What this task involves:
Exactly transcribe the line that holds "Target: yellow orchid flower" and every remaining line of the records, up to and including the final one, with nothing else.

BEGIN Data shown

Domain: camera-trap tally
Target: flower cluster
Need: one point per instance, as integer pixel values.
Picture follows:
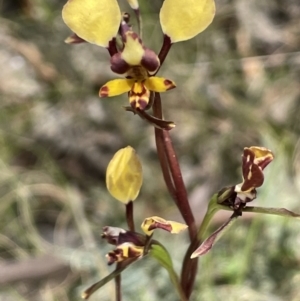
(100, 21)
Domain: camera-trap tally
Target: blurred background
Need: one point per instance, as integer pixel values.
(237, 86)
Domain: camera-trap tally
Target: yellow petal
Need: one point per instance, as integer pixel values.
(183, 19)
(159, 84)
(95, 21)
(156, 222)
(116, 87)
(134, 4)
(124, 175)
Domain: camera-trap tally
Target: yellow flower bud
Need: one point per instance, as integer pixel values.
(155, 222)
(124, 175)
(182, 20)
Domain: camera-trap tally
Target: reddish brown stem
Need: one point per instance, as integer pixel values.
(165, 48)
(173, 177)
(129, 216)
(118, 287)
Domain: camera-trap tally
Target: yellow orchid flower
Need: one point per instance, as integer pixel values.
(182, 20)
(138, 63)
(156, 222)
(95, 21)
(124, 175)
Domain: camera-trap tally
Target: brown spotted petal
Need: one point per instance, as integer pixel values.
(255, 159)
(118, 64)
(111, 234)
(123, 252)
(155, 222)
(139, 96)
(150, 61)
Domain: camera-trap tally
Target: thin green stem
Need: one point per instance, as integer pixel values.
(271, 211)
(186, 280)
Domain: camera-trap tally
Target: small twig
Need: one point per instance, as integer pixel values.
(165, 48)
(129, 216)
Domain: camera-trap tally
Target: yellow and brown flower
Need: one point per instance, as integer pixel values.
(254, 160)
(137, 63)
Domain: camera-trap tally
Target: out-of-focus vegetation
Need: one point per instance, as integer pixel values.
(238, 84)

END Data shown

Exercise answer:
Target: yellow orchid flower
Need: one point per instance, as integer pixel values.
(182, 20)
(138, 63)
(156, 222)
(95, 21)
(124, 175)
Domain: camera-trap tally
Target: brown spotted petal
Need: one point per instance, as integer pixel values.
(255, 159)
(118, 64)
(111, 234)
(123, 252)
(155, 222)
(139, 96)
(150, 61)
Domain: camera-trap tally
Target: thin green stem
Need: one point per instance, as integer pixel values.
(271, 211)
(186, 280)
Domain: camera-trap tally
Target: small twig
Need: one point per instance, as integer pixel values.
(165, 48)
(129, 216)
Domain: camera-trap tally
Target: yellow and brown flower
Need: one point per instance, as integer pixel values.
(254, 160)
(137, 63)
Domain: camera-trap tally
Target: out-of-focus vegetation
Need: one point per instance, as integer pixel values.
(238, 84)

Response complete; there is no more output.